___ Dataset content ___
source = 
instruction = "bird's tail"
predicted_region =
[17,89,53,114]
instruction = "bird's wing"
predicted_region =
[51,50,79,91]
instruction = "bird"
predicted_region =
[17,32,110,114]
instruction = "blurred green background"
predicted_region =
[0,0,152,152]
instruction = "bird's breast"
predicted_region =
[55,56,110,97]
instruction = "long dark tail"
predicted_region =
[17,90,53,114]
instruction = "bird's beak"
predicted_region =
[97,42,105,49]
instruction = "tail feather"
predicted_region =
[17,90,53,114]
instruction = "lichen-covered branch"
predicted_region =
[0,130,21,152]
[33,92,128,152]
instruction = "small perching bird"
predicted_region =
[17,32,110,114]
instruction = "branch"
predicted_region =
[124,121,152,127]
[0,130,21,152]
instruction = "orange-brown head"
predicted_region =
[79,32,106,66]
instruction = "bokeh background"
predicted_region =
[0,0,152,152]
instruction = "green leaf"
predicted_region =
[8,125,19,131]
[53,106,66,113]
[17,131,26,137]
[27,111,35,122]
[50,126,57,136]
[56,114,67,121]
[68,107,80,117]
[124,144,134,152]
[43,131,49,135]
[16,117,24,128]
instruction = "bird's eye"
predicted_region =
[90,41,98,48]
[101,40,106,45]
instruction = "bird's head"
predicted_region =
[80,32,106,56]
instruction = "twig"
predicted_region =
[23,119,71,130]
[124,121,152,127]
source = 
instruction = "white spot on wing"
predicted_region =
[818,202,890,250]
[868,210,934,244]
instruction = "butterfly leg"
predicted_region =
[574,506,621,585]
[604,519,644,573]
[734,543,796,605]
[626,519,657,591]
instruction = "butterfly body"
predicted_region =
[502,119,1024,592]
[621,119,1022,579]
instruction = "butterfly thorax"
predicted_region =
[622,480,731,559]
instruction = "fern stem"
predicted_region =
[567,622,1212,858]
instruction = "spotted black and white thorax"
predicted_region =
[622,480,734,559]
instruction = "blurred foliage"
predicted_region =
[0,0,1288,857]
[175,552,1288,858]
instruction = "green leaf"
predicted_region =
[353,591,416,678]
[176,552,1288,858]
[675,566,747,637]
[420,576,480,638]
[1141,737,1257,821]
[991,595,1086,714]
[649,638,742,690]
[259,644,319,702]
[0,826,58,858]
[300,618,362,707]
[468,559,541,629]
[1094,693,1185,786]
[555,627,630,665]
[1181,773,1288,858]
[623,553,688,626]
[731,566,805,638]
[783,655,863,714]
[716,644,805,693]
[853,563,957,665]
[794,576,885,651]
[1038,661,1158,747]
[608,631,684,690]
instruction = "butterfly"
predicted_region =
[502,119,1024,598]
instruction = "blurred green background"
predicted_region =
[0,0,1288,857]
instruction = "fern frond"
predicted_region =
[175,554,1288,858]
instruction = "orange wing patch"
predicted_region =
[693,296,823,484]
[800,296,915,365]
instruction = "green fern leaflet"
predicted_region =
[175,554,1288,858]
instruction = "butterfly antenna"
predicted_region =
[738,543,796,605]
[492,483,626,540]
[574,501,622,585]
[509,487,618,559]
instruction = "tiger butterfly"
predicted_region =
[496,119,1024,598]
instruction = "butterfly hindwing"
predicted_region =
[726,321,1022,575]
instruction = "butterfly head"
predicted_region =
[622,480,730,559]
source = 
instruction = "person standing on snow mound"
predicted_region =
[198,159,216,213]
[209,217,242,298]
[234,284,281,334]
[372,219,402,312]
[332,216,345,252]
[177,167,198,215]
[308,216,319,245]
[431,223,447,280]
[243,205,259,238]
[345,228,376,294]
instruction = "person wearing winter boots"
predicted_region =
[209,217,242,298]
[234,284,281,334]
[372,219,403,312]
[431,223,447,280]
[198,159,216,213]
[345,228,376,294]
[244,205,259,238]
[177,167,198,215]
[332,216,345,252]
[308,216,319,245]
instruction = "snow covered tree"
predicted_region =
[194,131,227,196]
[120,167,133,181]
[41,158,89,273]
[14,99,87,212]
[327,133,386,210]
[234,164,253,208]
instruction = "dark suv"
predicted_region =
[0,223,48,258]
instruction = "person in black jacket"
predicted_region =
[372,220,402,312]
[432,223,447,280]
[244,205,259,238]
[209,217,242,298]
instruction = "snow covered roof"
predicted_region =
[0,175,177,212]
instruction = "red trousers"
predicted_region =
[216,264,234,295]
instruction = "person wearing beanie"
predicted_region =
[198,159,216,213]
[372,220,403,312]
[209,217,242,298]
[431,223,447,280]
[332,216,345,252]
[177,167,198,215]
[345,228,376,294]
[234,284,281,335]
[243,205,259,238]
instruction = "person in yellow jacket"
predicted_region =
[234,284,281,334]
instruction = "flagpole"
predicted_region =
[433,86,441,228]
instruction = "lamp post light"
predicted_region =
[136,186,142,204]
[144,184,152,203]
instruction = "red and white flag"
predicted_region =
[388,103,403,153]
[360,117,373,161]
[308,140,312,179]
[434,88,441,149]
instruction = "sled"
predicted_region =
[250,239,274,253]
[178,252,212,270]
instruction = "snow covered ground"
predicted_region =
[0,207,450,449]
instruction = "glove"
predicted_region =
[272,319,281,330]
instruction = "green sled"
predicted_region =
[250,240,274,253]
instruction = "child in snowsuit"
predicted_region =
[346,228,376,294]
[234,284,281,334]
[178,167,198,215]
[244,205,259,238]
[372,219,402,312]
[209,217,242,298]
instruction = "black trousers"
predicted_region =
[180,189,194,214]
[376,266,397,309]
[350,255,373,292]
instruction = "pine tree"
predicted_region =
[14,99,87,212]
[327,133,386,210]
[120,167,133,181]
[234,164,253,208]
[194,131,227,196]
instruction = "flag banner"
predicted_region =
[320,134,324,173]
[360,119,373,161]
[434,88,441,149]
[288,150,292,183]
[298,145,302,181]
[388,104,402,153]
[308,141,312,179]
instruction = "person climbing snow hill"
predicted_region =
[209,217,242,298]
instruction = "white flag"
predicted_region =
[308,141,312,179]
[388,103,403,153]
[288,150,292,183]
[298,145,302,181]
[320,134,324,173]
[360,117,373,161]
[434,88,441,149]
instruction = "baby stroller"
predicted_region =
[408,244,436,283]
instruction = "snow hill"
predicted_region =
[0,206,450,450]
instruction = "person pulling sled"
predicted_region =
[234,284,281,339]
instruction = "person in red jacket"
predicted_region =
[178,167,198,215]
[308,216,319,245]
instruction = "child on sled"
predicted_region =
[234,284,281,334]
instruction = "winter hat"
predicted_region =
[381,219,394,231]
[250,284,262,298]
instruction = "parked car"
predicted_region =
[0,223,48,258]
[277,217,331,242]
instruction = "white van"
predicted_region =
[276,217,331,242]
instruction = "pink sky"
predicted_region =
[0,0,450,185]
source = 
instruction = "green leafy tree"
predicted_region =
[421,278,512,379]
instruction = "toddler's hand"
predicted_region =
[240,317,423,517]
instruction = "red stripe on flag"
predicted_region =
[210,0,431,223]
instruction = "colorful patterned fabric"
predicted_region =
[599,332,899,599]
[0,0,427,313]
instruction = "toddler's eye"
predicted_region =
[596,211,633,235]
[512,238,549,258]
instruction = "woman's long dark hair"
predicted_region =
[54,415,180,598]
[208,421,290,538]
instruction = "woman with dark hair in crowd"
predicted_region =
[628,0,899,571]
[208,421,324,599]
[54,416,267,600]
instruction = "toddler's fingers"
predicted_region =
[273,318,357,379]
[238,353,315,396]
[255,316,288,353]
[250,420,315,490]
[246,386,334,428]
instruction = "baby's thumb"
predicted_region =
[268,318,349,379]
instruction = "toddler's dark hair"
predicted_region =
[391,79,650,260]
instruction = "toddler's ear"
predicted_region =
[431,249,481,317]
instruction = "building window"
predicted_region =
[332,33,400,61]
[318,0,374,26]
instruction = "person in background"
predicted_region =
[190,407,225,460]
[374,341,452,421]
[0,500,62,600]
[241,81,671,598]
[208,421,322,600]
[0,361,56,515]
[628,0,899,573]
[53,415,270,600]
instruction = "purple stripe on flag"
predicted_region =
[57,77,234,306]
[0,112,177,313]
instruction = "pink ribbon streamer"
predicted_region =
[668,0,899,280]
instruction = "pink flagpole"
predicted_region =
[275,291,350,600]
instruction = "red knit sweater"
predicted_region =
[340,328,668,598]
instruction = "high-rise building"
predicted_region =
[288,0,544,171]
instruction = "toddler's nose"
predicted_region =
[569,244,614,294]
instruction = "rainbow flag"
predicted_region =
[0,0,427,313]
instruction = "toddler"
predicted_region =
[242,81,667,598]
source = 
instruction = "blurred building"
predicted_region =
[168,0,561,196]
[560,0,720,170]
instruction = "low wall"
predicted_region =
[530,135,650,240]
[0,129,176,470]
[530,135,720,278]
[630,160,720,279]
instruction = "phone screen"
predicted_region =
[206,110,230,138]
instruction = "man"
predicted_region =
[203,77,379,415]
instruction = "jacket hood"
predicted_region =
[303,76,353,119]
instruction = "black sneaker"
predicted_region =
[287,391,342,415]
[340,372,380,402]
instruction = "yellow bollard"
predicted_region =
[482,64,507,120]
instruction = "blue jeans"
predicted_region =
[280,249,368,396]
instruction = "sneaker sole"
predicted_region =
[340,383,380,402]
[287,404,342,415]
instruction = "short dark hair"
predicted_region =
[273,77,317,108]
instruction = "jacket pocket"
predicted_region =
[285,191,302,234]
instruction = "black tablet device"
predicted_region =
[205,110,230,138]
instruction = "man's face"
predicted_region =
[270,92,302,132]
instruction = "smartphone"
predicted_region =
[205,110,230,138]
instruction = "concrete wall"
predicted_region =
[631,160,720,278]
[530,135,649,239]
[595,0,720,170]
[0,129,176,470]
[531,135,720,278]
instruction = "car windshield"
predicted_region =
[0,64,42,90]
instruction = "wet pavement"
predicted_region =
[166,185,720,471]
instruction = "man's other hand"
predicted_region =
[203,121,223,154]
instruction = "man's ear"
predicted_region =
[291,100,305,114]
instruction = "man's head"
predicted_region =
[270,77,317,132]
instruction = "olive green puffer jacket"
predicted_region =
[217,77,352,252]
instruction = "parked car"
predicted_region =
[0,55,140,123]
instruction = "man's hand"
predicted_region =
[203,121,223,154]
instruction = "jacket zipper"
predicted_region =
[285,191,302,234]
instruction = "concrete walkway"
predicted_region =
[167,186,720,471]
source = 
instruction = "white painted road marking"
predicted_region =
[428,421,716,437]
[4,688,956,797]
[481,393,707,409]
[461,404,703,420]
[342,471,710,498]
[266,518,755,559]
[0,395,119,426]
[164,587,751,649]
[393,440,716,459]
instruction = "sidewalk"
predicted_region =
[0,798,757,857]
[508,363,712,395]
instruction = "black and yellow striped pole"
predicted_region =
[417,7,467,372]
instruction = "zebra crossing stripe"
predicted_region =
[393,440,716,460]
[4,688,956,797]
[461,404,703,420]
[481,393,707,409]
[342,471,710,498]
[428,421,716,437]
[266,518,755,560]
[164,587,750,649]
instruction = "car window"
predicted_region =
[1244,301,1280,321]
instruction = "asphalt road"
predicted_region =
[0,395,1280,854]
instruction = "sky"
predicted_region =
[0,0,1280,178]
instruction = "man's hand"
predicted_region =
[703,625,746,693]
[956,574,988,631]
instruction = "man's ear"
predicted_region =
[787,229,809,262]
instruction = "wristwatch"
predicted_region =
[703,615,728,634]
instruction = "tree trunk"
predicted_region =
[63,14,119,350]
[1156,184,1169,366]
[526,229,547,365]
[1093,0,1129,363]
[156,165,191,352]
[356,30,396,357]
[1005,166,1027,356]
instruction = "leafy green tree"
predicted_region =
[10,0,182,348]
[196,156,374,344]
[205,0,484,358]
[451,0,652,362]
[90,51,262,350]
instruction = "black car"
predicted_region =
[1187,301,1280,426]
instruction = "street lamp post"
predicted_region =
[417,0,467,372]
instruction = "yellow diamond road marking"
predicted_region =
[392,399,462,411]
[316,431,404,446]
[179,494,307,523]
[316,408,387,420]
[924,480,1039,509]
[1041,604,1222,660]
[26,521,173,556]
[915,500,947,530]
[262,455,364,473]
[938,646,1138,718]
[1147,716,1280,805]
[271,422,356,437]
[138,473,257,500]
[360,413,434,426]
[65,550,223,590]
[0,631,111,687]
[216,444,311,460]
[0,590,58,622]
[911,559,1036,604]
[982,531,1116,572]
___
Set exercise
Print the items unchanged, from their first line through the line containing "[868,210,934,244]", with both ends included.

Task answer
source = 
instruction = "bird's tail"
predicted_region =
[17,89,53,114]
instruction = "bird's wing"
predicted_region =
[51,50,79,91]
instruction = "bird"
predicted_region =
[17,32,110,114]
instruction = "blurred green background"
predicted_region =
[0,0,152,152]
instruction = "bird's breast"
predicted_region =
[55,56,110,97]
instruction = "long dark tail"
predicted_region =
[17,90,53,114]
instruction = "bird's beak"
predicted_region =
[97,42,105,49]
instruction = "tail feather"
predicted_region =
[17,90,53,114]
instruction = "lichen-covered branch"
predicted_region =
[0,130,21,152]
[33,92,128,152]
instruction = "small perching bird"
predicted_region =
[17,32,110,114]
instruction = "branch"
predicted_region =
[124,121,152,127]
[0,130,21,152]
instruction = "orange-brown head"
predicted_region =
[79,32,106,66]
instruction = "bokeh background"
predicted_region =
[0,0,152,152]
instruction = "green leaf"
predicted_region =
[8,125,19,131]
[53,106,66,113]
[17,131,26,137]
[27,111,35,122]
[50,126,57,136]
[56,114,67,121]
[68,107,80,117]
[124,144,134,152]
[43,131,49,135]
[16,117,24,128]
instruction = "bird's eye"
predicted_region =
[90,41,98,48]
[101,40,106,45]
instruction = "bird's head"
predicted_region =
[80,32,106,56]
instruction = "twig"
predicted_region =
[23,119,71,130]
[124,121,152,127]
source = 
instruction = "white spot on wing"
predicted_region =
[818,202,890,250]
[868,210,934,244]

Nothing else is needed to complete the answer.